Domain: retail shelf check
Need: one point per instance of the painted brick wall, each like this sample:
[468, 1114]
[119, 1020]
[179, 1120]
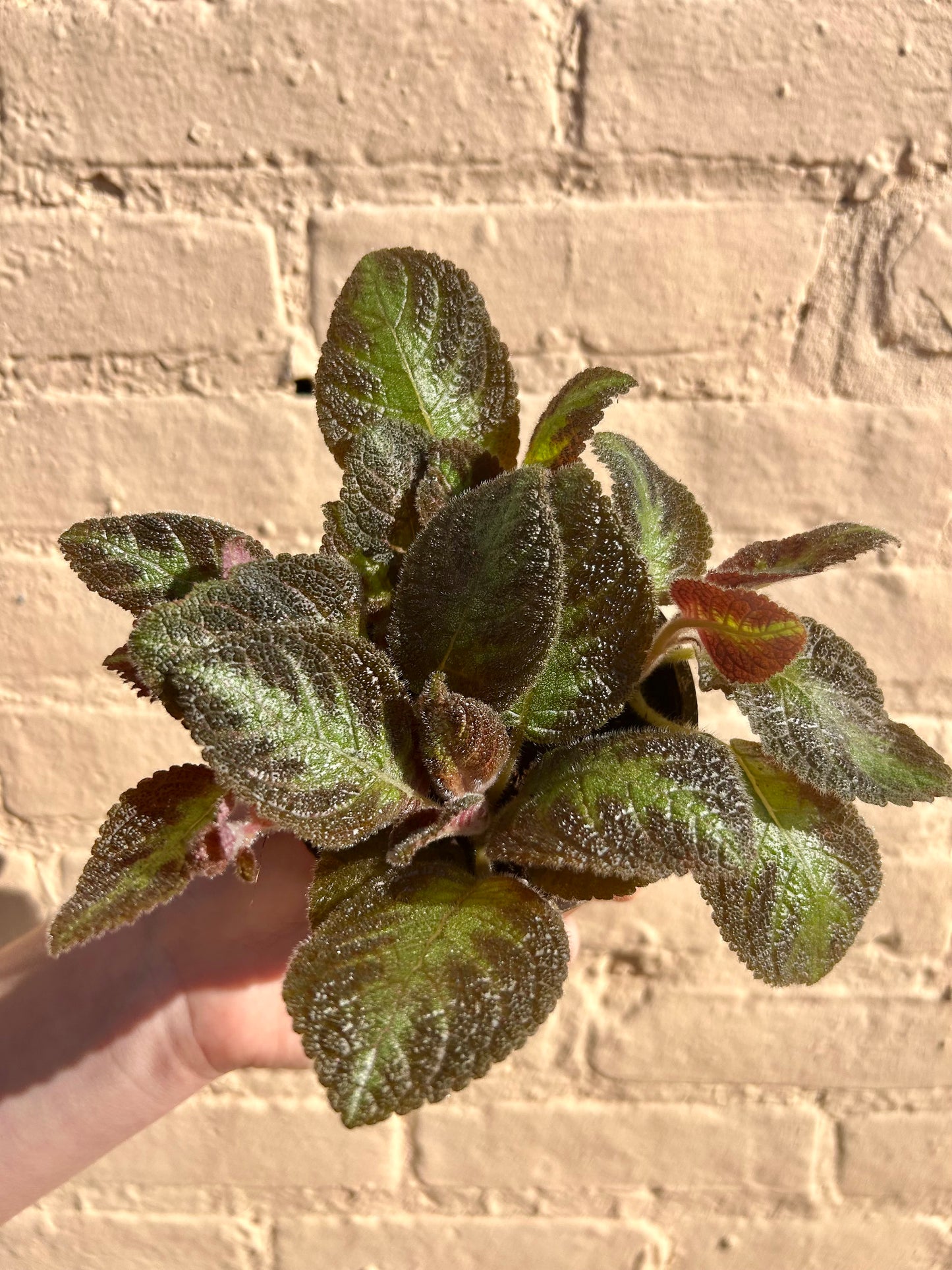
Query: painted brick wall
[744, 202]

◇ ◇ ◇ ◇

- Aim
Rewrite the data above, replacing "painted brick wall" with "white tiled wall" and leaving everything else unchanged. Omit the pictures from your answer.

- Exercise solution
Domain: retail shelf check
Need: one point per instance of the white tiled wall, each like this sample:
[468, 1114]
[119, 1020]
[179, 1120]
Query: white tiled wall
[744, 202]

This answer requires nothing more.